Before: KEITH and BATCHELDER, Circuit Judges, and JOINER, Senior District Judge.* 

ORDER

Michael Meehan, a pro se Tennessee prisoner, appeals a district court order dismissing his civil rights complaint filed pursuant to 42 U.S.C. §§ 1983, 1985, and 1988. The case has been referred to a panel of the court pursuant to Rule 9(a), Rules of the Sixth Circuit. Upon examination, this panel unanimously agrees that oral argument is not needed. Fed. R. App. P. 34(a).

Seeking monetary relief, Meehan sued his court appointed defense counsel, a prosecutor, police officers, and a state court judge for allegedly conspiring to induce him to plead guilty to unidentified criminal charges. He did not state in what capacity he sued the state officials. Meehan alleged that his attorney conspired with police by agreeing not to challenge a "clearly" unlawful arrest and that counsel knew Meehan was incompetent to enter a plea because he was under medication at the time the plea was entered.

The district court granted Meehan's motion to proceed in forma pauperis; however, it dismissed the complaint as frivolous pursuant to 28 U.S.C. § 1915(d). In his timely appeal, Meehan contends that the district court erred in dismissing his complaint because he was not challenging the length of his confinement; therefore, the complaint should not have been construed as a request for habeas relief. Meehan also argues that the district court failed to consider his allegations of intentional misconduct by his appointed counsel. He requests the appointment of counsel and oral argument.

(Dataset items)
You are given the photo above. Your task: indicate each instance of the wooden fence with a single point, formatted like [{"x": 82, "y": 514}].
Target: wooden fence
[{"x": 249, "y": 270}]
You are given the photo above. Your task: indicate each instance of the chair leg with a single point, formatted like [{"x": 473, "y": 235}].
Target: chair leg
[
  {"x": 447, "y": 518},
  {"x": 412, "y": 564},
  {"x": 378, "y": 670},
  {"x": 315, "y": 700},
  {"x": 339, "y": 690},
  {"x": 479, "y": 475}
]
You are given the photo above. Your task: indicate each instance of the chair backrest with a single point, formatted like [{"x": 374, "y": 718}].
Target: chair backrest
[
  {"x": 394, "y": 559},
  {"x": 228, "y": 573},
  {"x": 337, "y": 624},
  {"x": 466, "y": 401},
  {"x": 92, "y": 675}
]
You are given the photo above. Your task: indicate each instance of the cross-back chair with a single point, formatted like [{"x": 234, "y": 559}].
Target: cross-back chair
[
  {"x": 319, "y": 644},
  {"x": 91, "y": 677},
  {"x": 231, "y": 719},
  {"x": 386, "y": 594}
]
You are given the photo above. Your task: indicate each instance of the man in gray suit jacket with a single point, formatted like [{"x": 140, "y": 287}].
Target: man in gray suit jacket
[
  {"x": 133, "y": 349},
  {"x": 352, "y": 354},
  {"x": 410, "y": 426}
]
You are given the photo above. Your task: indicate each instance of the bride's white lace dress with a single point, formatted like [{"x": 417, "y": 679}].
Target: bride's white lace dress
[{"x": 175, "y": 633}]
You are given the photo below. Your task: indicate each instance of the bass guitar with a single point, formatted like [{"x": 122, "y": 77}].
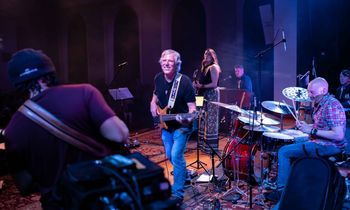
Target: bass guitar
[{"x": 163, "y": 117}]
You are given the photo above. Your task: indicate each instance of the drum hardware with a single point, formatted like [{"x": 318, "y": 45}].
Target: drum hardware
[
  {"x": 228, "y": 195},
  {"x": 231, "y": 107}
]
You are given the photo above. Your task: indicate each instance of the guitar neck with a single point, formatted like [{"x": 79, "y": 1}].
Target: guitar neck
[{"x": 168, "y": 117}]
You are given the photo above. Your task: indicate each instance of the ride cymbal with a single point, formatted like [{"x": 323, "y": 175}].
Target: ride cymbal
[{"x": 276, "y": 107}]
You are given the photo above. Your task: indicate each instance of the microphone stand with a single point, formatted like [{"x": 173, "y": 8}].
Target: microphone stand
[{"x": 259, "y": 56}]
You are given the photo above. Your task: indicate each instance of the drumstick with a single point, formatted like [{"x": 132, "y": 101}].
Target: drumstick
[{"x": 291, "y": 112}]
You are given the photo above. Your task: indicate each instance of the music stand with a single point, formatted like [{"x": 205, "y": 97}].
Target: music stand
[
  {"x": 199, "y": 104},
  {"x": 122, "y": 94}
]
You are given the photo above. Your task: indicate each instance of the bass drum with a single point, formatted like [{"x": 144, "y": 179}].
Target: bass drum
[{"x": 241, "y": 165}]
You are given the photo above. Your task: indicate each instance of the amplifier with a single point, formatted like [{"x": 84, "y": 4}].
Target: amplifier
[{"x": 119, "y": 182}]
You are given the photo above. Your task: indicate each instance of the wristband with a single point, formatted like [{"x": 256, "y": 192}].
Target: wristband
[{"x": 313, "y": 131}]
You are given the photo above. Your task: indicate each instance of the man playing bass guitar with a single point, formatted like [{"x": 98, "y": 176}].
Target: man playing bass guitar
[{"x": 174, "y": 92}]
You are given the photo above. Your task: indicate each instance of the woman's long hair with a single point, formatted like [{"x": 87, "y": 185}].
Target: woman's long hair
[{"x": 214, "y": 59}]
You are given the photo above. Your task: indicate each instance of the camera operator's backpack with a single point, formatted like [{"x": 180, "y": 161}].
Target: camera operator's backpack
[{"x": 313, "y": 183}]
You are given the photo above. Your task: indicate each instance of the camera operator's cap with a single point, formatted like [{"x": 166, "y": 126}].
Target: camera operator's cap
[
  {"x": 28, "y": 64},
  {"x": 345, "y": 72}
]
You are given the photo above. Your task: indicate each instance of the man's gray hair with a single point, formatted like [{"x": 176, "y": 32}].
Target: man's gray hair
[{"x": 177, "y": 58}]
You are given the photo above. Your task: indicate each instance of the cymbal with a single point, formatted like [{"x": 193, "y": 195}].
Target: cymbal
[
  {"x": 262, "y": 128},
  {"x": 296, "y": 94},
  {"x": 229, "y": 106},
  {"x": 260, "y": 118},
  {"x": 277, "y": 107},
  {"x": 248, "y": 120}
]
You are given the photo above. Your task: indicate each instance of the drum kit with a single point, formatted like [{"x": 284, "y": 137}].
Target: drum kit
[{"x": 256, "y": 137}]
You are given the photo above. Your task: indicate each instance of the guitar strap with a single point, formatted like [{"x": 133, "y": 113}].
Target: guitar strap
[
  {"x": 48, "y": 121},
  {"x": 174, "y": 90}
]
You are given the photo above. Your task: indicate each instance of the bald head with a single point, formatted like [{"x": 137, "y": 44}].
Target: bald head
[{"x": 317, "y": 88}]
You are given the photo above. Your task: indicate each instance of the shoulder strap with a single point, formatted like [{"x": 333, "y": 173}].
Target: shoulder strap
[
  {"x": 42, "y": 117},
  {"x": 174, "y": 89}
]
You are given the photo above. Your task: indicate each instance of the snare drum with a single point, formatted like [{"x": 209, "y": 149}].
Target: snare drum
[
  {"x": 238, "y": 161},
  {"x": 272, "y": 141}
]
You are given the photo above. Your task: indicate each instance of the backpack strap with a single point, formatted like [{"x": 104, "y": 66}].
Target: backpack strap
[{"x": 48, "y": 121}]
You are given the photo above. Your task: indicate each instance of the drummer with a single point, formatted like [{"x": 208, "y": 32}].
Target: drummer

==

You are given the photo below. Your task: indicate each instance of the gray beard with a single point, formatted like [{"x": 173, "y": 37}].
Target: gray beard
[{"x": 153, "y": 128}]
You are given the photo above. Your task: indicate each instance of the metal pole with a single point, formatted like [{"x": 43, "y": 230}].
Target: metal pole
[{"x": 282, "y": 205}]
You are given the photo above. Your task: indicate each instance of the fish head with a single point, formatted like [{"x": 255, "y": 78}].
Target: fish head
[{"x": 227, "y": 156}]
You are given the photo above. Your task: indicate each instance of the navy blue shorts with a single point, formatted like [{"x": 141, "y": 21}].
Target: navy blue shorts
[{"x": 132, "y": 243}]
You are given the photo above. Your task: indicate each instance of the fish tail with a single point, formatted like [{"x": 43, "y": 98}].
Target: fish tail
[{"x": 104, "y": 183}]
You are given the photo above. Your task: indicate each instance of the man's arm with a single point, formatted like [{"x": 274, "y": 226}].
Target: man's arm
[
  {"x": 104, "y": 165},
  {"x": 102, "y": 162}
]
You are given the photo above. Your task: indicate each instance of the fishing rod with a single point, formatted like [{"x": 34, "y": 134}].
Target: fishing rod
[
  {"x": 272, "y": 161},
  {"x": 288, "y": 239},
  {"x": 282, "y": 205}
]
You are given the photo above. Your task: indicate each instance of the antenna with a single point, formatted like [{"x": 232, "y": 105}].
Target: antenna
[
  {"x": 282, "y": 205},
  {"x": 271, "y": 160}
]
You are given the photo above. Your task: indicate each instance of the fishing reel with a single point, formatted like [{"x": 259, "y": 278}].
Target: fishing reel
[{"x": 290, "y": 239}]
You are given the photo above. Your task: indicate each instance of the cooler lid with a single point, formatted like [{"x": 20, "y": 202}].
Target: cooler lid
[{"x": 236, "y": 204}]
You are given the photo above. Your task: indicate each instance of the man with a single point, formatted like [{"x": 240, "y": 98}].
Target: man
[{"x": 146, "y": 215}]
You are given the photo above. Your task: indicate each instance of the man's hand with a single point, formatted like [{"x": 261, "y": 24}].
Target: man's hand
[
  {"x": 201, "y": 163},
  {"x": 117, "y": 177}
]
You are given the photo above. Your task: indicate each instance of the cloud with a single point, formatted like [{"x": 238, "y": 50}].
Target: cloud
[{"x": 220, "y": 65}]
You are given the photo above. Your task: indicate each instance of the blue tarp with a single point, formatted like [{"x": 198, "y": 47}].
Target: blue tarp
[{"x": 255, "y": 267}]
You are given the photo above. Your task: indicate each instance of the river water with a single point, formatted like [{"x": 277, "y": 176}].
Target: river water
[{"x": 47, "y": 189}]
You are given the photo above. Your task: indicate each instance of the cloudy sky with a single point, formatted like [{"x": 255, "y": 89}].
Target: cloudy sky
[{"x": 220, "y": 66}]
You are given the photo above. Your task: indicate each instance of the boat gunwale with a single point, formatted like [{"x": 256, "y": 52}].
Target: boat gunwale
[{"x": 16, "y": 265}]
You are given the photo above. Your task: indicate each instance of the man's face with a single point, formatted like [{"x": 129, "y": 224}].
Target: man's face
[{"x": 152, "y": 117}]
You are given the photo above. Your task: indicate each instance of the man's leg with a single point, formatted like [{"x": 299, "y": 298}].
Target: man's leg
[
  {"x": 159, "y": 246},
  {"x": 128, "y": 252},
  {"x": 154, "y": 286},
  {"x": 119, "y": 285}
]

Task details
Continue the court order on Michael Meehan's appeal, starting right after its last sentence.

Response below
A district court's dismissal of an in forma pauperis complaint as frivolous is reviewed for abuse of discretion. Gibson v. R.G. Smith Co., 915 F.2d 260, 261 (6th Cir. 1990). A district court can dismiss a complaint as frivolous pursuant to 28 U.S.C. § 1915(d) only when the plaintiff fails to present a claim with a rational or arguable basis in law or fact. Neitzke v. Williams, 490 U.S. 319, 325 (1989); Lawler v. Marshall, 898 F.2d 1196, 1198 (6th Cir. 1990).

Upon review, we conclude that the district court properly dismissed Meehan's complaint as frivolous. Because a ruling on Meehan's civil rights complaint would imply that his state conviction is or would be illegal, the district court properly dismissed the complaint until Meehan could establish by a writ of habeas corpus that he was denied a constitutional right. Hadley v. Werner, 753 F.2d 514, 516 (6th Cir. 1985) (per curiam). Furthermore, Meehan has not established that he is a victim of racial or other class-based discrimination as required by 42 U.S.C. § 1985. See Griffin v. Breckenridge, 403 U.S. 88, 102-03 (1971). His defense counsel is not subject to suit under 42 U.S.C. § 1983, Polk County v. Dodson, 454 U.S. 312, 321 (1981); the county prosecutor is entitled to immunity, Imbler v. Pachtman, 424 U.S. 409, 424-26 (1976); and the state court judge is not subject to monetary damages. Will v. Michigan Dep't of State Police, 491 U.S. 58, 70-71 & n. 10 (1989). Finally, Meehan is not entitled to fees under 42 U.S.C. § 1988 because he is not a prevailing party. Hanrahan v. Hampton, 446 U.S. 754, 757 (1980).

Accordingly, we deny the requests for relief and affirm the district court's order. Rule 9(b) (3), Rules of the Sixth Circuit.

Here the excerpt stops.